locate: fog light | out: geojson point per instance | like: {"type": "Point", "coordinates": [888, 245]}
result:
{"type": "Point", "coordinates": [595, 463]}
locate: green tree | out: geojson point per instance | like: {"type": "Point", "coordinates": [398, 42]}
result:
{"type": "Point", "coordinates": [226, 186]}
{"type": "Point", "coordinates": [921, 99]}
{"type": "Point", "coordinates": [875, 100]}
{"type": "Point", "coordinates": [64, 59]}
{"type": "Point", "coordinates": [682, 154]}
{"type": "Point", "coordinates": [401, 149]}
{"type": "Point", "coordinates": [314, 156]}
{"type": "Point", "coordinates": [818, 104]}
--
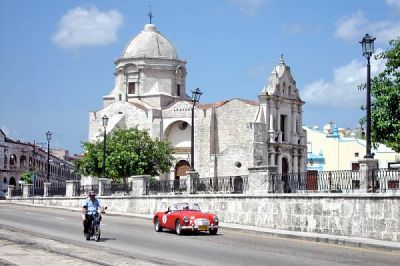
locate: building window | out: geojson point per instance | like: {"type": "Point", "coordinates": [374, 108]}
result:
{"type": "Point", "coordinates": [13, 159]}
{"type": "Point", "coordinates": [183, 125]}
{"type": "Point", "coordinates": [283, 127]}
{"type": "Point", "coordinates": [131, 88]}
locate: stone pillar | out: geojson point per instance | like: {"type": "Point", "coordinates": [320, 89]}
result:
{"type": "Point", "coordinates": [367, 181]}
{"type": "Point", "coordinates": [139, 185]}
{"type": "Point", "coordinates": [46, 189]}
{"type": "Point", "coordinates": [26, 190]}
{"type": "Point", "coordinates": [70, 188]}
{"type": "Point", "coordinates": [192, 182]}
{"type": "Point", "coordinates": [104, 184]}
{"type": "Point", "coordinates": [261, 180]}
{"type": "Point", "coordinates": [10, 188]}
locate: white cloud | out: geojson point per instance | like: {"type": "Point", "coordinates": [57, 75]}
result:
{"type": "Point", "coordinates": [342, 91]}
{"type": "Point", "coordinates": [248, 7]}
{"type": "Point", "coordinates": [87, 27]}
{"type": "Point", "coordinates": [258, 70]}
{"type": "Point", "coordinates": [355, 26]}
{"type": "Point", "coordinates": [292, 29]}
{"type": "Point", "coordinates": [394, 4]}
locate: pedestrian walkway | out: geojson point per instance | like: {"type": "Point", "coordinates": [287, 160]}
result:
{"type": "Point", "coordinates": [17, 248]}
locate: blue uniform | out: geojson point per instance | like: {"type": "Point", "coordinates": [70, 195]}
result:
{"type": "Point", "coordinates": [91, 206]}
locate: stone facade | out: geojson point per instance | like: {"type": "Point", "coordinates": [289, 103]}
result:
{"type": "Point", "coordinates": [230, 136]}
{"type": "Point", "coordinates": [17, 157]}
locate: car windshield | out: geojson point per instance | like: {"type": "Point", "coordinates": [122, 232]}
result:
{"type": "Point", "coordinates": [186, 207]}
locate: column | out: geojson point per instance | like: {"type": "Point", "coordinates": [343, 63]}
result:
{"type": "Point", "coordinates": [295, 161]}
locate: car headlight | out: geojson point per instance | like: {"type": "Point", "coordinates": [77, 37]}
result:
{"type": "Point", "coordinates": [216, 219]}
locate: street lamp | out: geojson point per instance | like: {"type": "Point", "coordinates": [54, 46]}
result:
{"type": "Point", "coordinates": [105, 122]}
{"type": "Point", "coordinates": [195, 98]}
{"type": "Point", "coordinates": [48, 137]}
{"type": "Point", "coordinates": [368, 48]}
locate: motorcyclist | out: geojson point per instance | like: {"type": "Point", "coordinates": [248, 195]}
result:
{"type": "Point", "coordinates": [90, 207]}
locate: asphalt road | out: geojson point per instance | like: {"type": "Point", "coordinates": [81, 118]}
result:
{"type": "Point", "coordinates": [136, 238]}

=== Your goal ===
Pick out every line in the records that contains the word "stone" and copy each one in full. Matching is case-sensitive.

=== Answer to this task ===
locate: stone pillar | out: geojson point per instance | like: {"type": "Point", "coordinates": [320, 89]}
locate: stone facade | out: geojson point per instance | like: {"type": "Point", "coordinates": [289, 103]}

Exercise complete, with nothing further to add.